*What needs to be done*: Retype all of the material below, word for word and line for line, without changing anything.
=== Data listing ===
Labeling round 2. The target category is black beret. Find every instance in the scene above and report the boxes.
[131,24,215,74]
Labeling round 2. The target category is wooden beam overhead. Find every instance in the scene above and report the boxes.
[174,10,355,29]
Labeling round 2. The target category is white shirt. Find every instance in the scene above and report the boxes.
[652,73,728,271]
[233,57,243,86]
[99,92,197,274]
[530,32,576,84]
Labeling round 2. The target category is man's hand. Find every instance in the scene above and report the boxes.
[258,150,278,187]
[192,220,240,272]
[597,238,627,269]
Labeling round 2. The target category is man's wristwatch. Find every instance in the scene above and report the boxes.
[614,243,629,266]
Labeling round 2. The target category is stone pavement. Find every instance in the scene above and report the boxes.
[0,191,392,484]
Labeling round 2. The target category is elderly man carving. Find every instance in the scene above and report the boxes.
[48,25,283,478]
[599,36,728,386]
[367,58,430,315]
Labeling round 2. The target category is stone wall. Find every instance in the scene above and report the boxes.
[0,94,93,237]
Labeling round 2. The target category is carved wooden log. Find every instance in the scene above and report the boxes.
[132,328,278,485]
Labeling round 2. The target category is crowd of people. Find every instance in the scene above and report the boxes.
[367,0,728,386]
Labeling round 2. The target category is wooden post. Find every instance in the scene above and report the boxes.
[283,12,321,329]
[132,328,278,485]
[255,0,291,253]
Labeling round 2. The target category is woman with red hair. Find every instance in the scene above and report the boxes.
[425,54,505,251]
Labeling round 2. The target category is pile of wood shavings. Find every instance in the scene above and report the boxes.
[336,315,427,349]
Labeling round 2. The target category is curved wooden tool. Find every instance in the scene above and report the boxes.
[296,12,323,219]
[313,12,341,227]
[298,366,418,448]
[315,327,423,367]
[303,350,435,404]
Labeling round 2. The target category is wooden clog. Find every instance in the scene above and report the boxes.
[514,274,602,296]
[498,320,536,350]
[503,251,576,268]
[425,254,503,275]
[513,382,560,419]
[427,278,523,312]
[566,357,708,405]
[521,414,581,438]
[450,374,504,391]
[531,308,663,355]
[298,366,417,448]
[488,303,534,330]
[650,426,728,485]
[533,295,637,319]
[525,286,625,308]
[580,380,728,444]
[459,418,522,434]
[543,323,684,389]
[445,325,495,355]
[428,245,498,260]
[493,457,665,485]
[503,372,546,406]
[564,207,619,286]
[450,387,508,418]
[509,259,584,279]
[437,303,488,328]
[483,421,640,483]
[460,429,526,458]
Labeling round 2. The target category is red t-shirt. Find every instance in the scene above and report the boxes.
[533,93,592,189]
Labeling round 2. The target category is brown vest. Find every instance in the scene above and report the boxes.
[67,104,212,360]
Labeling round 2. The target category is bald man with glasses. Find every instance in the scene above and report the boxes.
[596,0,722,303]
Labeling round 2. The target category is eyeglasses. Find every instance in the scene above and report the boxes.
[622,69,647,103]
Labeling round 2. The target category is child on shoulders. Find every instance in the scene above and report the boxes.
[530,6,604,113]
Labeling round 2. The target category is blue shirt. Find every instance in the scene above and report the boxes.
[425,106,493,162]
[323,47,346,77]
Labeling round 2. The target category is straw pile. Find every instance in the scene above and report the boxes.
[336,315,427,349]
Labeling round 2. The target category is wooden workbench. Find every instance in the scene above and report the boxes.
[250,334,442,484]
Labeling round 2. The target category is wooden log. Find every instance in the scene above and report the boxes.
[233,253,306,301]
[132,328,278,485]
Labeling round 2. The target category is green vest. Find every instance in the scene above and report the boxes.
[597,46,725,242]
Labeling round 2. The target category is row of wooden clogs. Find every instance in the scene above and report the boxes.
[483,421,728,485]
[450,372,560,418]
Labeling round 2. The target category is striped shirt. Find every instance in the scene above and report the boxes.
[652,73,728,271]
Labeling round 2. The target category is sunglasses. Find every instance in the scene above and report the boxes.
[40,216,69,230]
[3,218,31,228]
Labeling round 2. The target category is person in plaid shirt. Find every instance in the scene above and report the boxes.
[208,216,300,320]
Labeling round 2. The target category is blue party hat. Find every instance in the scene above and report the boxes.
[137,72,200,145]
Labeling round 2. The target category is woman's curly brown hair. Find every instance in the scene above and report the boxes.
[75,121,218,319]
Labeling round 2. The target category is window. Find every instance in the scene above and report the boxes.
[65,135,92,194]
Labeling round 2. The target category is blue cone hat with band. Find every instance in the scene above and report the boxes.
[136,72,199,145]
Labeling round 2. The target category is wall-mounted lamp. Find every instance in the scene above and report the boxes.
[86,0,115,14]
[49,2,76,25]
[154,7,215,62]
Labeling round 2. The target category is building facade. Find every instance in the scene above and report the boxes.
===
*Completed exercise*:
Labeling round 2. The target category is black beret. Find every instance in the scene above and report the boxes.
[131,24,215,74]
Labeling round 2. The target category is wooden beam overhead. Find every instance in the scene above and report the boxes.
[174,10,355,29]
Labeling round 2. The target category is white shirt. Find every instance in the scene above and report the boxes.
[652,73,728,271]
[233,57,243,86]
[99,92,197,274]
[530,32,576,84]
Labeling round 2. The target category is man's hand. Find every instance in the scene above and report the boxes.
[258,150,278,187]
[192,220,240,272]
[597,238,627,269]
Labeling round 2. The target category is man's wristwatch. Find every instance in the scene above and report the boxes.
[614,243,629,266]
Labeling round 2. The target category is stone pavement. Find every instance in the scene above and report the boxes.
[0,191,392,484]
Labeling round 2. The target category is elderly man carving. Find every instance in the scene above and report the boxes.
[48,25,283,478]
[599,36,728,386]
[367,58,430,315]
Labeling round 2. The target category is stone wall. Find every instance in the scene above and report the boxes.
[0,94,93,237]
Labeling round 2. The target category is carved wooden log. Find every instance in the scene above and report the boxes.
[132,328,278,485]
Labeling round 2. The target category is crowd of people. Find every instance in the scene above and report the boxes.
[367,0,728,386]
Labeling round 2. The target category is wooden post. Find every instance in the scene above and report the boxes.
[283,12,321,329]
[132,328,278,485]
[255,0,291,253]
Labeling round 2. The target category is woman with red hair. Find every instance in the scene above and report the boxes.
[425,54,505,251]
Labeling round 2. The target category is pile of wood shavings. Find every instance in the scene above and report the boxes.
[336,315,427,349]
Labeling round 2. The target category is curved wooden tool. Find every instance in the scene above and report the boxes.
[296,12,323,219]
[313,12,341,227]
[298,366,418,448]
[315,327,423,367]
[303,350,435,404]
Labeling round 2. The target category is wooden clog. Find every instance in the scene above and report the boxes.
[514,274,602,296]
[498,320,536,350]
[503,251,576,268]
[425,254,503,275]
[513,382,560,419]
[427,278,523,312]
[566,357,708,405]
[521,414,581,438]
[450,374,504,391]
[531,308,663,355]
[298,366,417,448]
[488,303,534,330]
[650,426,728,485]
[533,295,637,319]
[525,286,625,308]
[580,380,728,444]
[459,418,522,434]
[543,323,684,389]
[445,325,495,355]
[428,245,498,260]
[493,457,665,485]
[503,372,546,406]
[564,207,619,286]
[450,387,508,418]
[509,259,584,279]
[437,303,488,328]
[483,421,640,483]
[460,429,526,458]
Labeling round 2. The target category is red t-shirt. Find every instance in the scene above and report the boxes.
[533,93,592,189]
Labeling round 2. The target category is brown vest. Find every instance in the scene above and report the boxes.
[67,104,212,360]
Labeling round 2. The target category is bald man with glasses. Find every instance in the scene above and report the boxes.
[596,0,722,303]
Labeling round 2. The target category is eyeglasses. Find every instance in the scene above and report the boxes.
[622,69,647,103]
Labeling round 2. The target category is child on shoulders. Find every instance in the scene above and report the boxes.
[530,6,604,113]
Labeling round 2. The target category is blue shirt. Find every instance in the scene above and report the boxes.
[425,106,493,162]
[323,47,346,77]
Labeling round 2. The target category is straw pile. Find every instance in the scene above and report the boxes.
[336,315,427,349]
Labeling round 2. The target category is wooden workbench. Find every instance in the scene above and report the boxes.
[250,334,442,484]
Labeling round 2. The target category is wooden log. Find every instance in the scene above and report the boxes.
[233,253,306,301]
[132,328,278,485]
Labeling round 2. The target category is green vest. Find every instance in the scene above and report the boxes.
[597,46,725,242]
Labeling round 2. The target category is row of wooden clogs. Find every instance in the scene above and report the boxes.
[483,421,728,485]
[450,372,560,418]
Labeling round 2. The target category is striped shirt. Find every instance in the scene above and report the boxes.
[652,73,728,271]
Labeling round 2. The target category is sunglasses. Find every instance in the scene above and report the boxes.
[40,216,69,230]
[3,218,31,228]
Labeling round 2. The target category is person in plaid shirt. Find every instance in the scene above and report the boxes.
[208,216,300,320]
Labeling round 2. The target category is blue party hat. Find every instance in the scene above and report the boxes.
[137,72,200,145]
Labeling round 2. The target category is woman's curly brown hair. Find every instance in the scene above and report the boxes.
[75,121,218,319]
Labeling round 2. The target category is window. Find every instance in the scene above and report the boxes.
[65,135,92,194]
Labeling round 2. The target category is blue cone hat with band. Find every instance in the scene above and report the boxes.
[136,72,199,145]
Labeling round 2. The target category is wall-mounted lamp. Find every instance in the scene above and report the boxes.
[86,0,115,14]
[49,2,76,25]
[154,7,215,62]
Labeling round 2. The target category is building facade. Find every instance in the scene above and report the boxes.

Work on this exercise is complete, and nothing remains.